Job: Rewrite all the records below as a numbered list, one item per nonblank line, and drop the blank lines.

--------------------

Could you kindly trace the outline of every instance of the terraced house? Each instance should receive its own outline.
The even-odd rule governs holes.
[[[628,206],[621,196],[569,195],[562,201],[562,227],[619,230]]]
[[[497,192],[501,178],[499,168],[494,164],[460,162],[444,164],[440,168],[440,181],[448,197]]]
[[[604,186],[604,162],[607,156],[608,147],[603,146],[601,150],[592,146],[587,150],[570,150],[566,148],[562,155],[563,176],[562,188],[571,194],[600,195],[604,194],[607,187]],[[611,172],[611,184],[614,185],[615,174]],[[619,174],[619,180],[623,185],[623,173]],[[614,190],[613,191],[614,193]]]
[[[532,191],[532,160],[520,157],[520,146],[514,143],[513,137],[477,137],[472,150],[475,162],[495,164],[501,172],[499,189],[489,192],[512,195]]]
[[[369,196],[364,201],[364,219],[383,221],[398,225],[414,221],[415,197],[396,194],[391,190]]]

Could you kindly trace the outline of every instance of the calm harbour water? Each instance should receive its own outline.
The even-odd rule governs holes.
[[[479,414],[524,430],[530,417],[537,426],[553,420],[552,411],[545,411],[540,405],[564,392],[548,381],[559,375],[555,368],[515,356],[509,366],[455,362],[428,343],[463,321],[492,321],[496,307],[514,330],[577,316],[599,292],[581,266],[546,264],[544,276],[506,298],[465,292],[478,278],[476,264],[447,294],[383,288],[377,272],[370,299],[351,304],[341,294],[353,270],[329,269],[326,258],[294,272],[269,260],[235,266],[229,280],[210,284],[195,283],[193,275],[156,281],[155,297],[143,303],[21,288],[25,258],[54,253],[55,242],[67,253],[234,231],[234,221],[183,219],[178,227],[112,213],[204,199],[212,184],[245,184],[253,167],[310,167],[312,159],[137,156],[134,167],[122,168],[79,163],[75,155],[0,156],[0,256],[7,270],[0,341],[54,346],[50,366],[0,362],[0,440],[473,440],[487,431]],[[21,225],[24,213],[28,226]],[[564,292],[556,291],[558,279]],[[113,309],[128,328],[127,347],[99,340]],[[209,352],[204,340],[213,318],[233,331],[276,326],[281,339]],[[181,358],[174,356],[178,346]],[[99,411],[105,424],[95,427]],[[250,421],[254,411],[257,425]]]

--------------------

Reply:
1. Could you kindly trace the outline of every instance of the terraced house? Each instance should receive its own outline.
2. The even-odd rule governs holes.
3. [[[628,206],[621,196],[569,195],[562,201],[562,227],[619,230]]]
4. [[[497,192],[501,178],[499,168],[494,164],[460,162],[444,164],[440,168],[440,181],[448,197]]]
5. [[[604,186],[604,162],[607,156],[608,147],[603,146],[601,150],[592,146],[587,150],[570,150],[566,148],[562,155],[563,176],[562,188],[571,194],[600,195],[604,194],[607,187]],[[611,172],[611,184],[614,185],[615,174]],[[619,174],[619,180],[623,185],[623,173]],[[614,190],[613,191],[614,193]]]
6. [[[532,191],[532,160],[520,157],[520,146],[514,143],[513,137],[477,137],[472,150],[475,162],[495,164],[501,172],[499,189],[489,192],[512,195]]]
7. [[[369,196],[364,201],[364,219],[383,221],[398,225],[414,221],[415,197],[396,194],[391,190]]]
8. Could you kindly trace the outline of every instance of the calm harbour water? Each instance should receive its own outline.
9. The even-odd rule governs holes.
10. [[[479,414],[524,430],[530,417],[537,426],[553,420],[552,411],[545,411],[540,405],[564,392],[548,381],[559,375],[555,368],[515,356],[509,366],[455,362],[428,343],[463,321],[492,321],[496,307],[514,330],[577,316],[599,292],[581,266],[546,264],[544,276],[506,298],[465,292],[478,278],[476,264],[447,294],[383,288],[377,272],[370,299],[351,304],[341,294],[353,270],[329,269],[326,258],[294,272],[269,260],[235,266],[229,280],[210,284],[195,283],[193,275],[156,281],[155,297],[143,303],[21,288],[25,258],[54,253],[55,242],[67,253],[234,231],[234,221],[183,219],[178,227],[112,213],[204,199],[212,184],[245,184],[253,167],[310,167],[312,159],[137,156],[134,167],[122,168],[79,163],[75,155],[0,156],[0,256],[7,270],[0,341],[54,346],[50,366],[0,362],[0,440],[473,440],[487,431]],[[21,225],[24,213],[28,226]],[[564,292],[556,291],[558,279]],[[113,309],[128,328],[127,347],[99,340]],[[209,352],[204,340],[213,318],[233,331],[276,326],[281,339]],[[181,358],[174,356],[178,346]],[[99,411],[105,424],[95,427]],[[250,421],[254,411],[257,425]]]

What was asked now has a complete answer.